## WRITTEN TASK:
Convert the listing below into a Markdown table with the columns Row and Line, numbering each line and skipping blank ones. Leave the pictures out of your table.

— start of DATA RECORDS —

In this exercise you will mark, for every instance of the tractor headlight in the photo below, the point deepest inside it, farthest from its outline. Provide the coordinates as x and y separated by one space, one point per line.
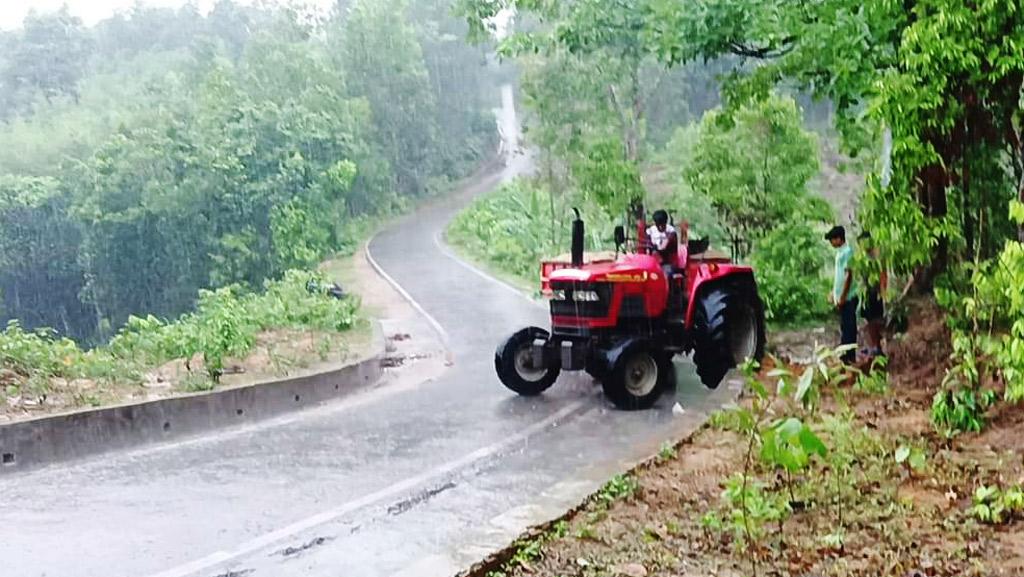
586 296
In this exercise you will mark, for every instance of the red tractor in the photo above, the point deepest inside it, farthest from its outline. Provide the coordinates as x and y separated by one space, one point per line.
623 321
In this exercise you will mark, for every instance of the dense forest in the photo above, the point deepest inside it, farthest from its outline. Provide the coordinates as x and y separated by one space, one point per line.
164 151
937 84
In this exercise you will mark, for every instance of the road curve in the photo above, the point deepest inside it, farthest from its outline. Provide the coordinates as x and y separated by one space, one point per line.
417 478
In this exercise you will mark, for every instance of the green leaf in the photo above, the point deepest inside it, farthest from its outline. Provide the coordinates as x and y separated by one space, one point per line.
918 459
1017 211
804 385
902 453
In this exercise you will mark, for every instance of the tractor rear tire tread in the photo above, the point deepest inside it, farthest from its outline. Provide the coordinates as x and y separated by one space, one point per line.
712 355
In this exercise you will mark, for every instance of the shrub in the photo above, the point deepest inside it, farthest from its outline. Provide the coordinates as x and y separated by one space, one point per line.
790 264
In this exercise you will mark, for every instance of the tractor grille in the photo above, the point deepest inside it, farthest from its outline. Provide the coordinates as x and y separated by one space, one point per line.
568 306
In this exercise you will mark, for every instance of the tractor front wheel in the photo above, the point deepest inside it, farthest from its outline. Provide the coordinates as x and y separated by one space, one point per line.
514 363
637 375
729 327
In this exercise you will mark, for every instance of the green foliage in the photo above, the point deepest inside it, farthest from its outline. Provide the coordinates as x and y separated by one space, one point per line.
617 488
790 444
166 152
995 506
961 410
667 452
912 457
790 264
519 224
224 325
754 165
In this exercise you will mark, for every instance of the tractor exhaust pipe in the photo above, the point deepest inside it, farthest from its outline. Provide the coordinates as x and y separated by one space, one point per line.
578 240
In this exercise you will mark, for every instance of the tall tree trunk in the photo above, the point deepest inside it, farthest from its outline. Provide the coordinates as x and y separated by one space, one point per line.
932 195
1020 197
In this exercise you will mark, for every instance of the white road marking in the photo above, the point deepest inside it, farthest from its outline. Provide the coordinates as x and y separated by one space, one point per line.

— end of DATA RECORDS —

## TASK RESULT:
| Row | Line |
|---|---|
| 1 | In this exercise you will mark, for every instance of the tractor headlight in the photo below, the point deepest inside it, farthest from its outline. Provide the coordinates as x and y separated by one space, one point per line. |
| 2 | 586 296 |
| 3 | In this exercise you will mark, for every instance of the red tractor in the photo above, the point deepest inside it, farthest from its outline. Provide the coordinates as x and y separated by one space, one point per line. |
| 4 | 623 321 |
| 5 | In this exercise you will mark, for every instance of the dense forest in the photo above, the point deepest inside it, farthest from its outline. Provide the coordinates as x and y separated by one space, one point per line. |
| 6 | 164 151 |
| 7 | 937 84 |
| 8 | In this exercise you will mark, for every instance of the road curve in the photo above, the point deepest inside it, farthest from its outline. Provide the coordinates as x and y separated by one space, one point per line. |
| 9 | 417 478 |
| 10 | In this exercise you will mark, for every instance of the green leaf in the photo above, the point deepest inside it, farthest from its outline. Provide the coordinates as x and y separated by one space, one point per line. |
| 11 | 918 459 |
| 12 | 1017 211 |
| 13 | 804 385 |
| 14 | 902 453 |
| 15 | In this exercise you will mark, for every instance of the tractor rear tire tread in the photo above, the point deepest inside it, farthest from its outline. Provide the coordinates as x and y separated by one space, one point per line. |
| 16 | 712 355 |
| 17 | In this exercise you will mark, for every instance of the shrub in the photo above, the point deepest inside it, farthest from its outline. Provide the coordinates as x and y separated by one space, one point per line. |
| 18 | 790 264 |
| 19 | In this exercise you will mark, for every instance of the tractor grille in the photo above, the point deepest inside it, farthest from its outline. Provide the coordinates as x and y separated by one space, one point per line. |
| 20 | 568 306 |
| 21 | In this exercise you will mark, for every instance of the tractor front wheel in the photo above, the point deepest inside it, farthest from its outline. Provide the coordinates as x and y separated by one space, one point per line. |
| 22 | 514 363 |
| 23 | 637 375 |
| 24 | 729 327 |
| 25 | In this exercise you will mark, for every instance of the green foliage in the photo above, the point deepest inside it, farthest from its outline. Provide the coordinates as x and y separated by one space, one point per line. |
| 26 | 617 488 |
| 27 | 790 444 |
| 28 | 166 152 |
| 29 | 995 506 |
| 30 | 961 410 |
| 31 | 667 452 |
| 32 | 912 457 |
| 33 | 790 264 |
| 34 | 519 224 |
| 35 | 224 325 |
| 36 | 754 165 |
| 37 | In this exercise you will mark, for every instance of the tractor exhaust pipe in the photo above, the point deepest inside it, farthest from its outline. Provide the coordinates as x and y separated by one space, one point per line. |
| 38 | 578 240 |
| 39 | In this exercise you will mark, for every instance of the tall tree trunk in the photo above, the point deepest inside it, farthest from its outline. Provide the coordinates as x and y separated by one space, one point per line. |
| 40 | 932 195 |
| 41 | 1020 197 |
| 42 | In this exercise you will mark, for every instance of the white road marking in the photo above, the point deepest inside it, farthest from its outline. Provide the coordinates as x and y separated by one space, one point per line. |